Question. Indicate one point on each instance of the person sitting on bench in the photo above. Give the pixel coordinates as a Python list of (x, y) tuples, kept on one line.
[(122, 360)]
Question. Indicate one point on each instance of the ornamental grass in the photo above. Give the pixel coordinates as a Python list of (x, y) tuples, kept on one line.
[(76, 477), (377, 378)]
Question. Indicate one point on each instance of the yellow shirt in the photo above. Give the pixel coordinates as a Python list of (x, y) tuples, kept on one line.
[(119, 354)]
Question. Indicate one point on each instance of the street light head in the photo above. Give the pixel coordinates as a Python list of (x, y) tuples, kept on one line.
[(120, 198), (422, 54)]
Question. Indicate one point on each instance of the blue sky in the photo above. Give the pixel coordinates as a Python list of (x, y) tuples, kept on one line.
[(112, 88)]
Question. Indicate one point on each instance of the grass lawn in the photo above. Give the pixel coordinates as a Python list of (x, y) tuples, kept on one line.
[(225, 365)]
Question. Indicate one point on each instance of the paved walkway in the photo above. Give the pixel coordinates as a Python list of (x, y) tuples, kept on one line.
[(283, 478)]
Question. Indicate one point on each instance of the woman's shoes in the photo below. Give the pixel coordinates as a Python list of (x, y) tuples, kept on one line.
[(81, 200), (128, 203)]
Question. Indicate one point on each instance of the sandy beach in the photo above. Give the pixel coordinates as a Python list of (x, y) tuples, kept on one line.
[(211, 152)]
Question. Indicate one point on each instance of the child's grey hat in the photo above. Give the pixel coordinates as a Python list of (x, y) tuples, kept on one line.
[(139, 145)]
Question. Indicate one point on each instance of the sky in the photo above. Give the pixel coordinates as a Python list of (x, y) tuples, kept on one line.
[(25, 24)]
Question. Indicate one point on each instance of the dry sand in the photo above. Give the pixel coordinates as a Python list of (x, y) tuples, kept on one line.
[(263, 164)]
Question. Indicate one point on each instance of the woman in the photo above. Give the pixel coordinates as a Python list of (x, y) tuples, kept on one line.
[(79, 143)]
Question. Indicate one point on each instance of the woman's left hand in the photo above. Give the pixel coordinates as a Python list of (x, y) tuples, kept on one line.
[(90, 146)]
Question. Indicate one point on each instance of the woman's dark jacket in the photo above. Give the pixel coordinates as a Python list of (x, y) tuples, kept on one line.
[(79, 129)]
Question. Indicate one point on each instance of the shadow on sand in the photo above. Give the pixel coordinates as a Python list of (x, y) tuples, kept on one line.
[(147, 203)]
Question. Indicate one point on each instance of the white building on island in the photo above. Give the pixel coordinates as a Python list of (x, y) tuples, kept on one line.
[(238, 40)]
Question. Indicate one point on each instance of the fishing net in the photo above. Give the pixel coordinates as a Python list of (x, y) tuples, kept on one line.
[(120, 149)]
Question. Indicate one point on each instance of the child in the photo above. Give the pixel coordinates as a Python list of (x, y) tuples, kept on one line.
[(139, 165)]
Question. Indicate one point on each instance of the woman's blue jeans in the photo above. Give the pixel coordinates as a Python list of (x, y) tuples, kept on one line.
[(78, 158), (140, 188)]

################

Please copy out every entry word for word.

Question. Indicate one point on each instance of the person sitting on bench in the photo above. Give the pixel coordinates as a Python list of (x, y) tuples, kept on one line.
[(122, 360)]
Question. Indicate one point on each instance of the ornamental grass in the photo above. Give the pixel coordinates as a Python list of (x, y) tuples, kept on one line.
[(76, 477), (377, 378)]
Question. Indicate one point on each instance of the yellow shirt in the photo above. Give the pixel coordinates as a Python list of (x, y) tuples, kept on one line.
[(119, 354)]
Question. Indicate one point on each instance of the street light head in the photo above. Give the pixel coordinates as a Python list of (x, y) tuples, kept on one line.
[(120, 198), (422, 54)]
Question. Indicate one point on each instance of the blue sky in the photo above. Give the pixel coordinates as a Python list of (x, y) tuples, kept on one line.
[(112, 88)]
Question. Indicate one point on each instance of the grass lawn in the photo above. Give the pixel coordinates as a Python list of (x, y) tuples, kept on one line.
[(225, 365)]
Question. Indicate one point on each instance of the paved walkway in the photo above. Give the pixel coordinates as a Python list of (x, y) tuples, kept on one line.
[(283, 478)]
Question. Indicate one point on each instance of the woman's shoes in the photo below. Give the pixel coordinates as a Python list of (x, y) tuples, kept on one line.
[(81, 200), (128, 203)]
Question. Indicate one point on each instance of the sandy beach in the photo above. Give the pixel coordinates as a Python list of (x, y) tuples, kept on one line.
[(211, 152)]
Question. Indicate one point on each instance of the child's grey hat in the photo above. Give the pixel coordinates as a Python list of (x, y) tuples, kept on one line.
[(139, 145)]
Question. Indicate one point on each instance of the sky in the photo above. Give the pixel coordinates as a Python list of (x, y) tuples, kept on one line.
[(25, 24)]
Question. Indicate one point on each instance of the dry sand in the photo above. Give the pixel coordinates as a Python list of (x, y) tuples, kept on one line.
[(263, 164)]
Question. Indicate one point on each instance of the woman in the photo above. Give the pixel coordinates as a Python list of (x, y) tuples, kept on one line.
[(79, 143)]
Question. Indicate one point on each instance of the woman's left hand in the photo above. Give the pixel coordinates as a Python list of (x, y) tuples, kept on one line.
[(90, 146)]
Question. Indicate one point on each instance of the woman's dark jacket in the photo above. Give the pixel coordinates as a Python list of (x, y) tuples, kept on one line.
[(79, 129)]
Question. Indicate one point on each instance of the shadow on sand in the photo above. Give the pixel coordinates as a Python list of (x, y) tuples, kept on one line.
[(147, 203)]
Question. Indicate one point on each instance of the white building on island in the photo above. Give the pixel coordinates as a Python list of (x, y) tuples, kept on one line.
[(238, 40)]
Question. Indicate one point on each instance of the fishing net in the photo above. Give the pixel coordinates as a Python list of (x, y) tuples, kept on one line.
[(120, 149)]
Question. Indicate one point on each instance of the child in the photo above. Give the pixel coordinates as a Python list of (x, y) tuples, kept on one line.
[(139, 165)]
Question. Indicate one point on each instance of the woman's blue jeans in the photo above. Give the pixel coordinates as a Python list of (x, y) tuples, kept on one line.
[(78, 158), (140, 188)]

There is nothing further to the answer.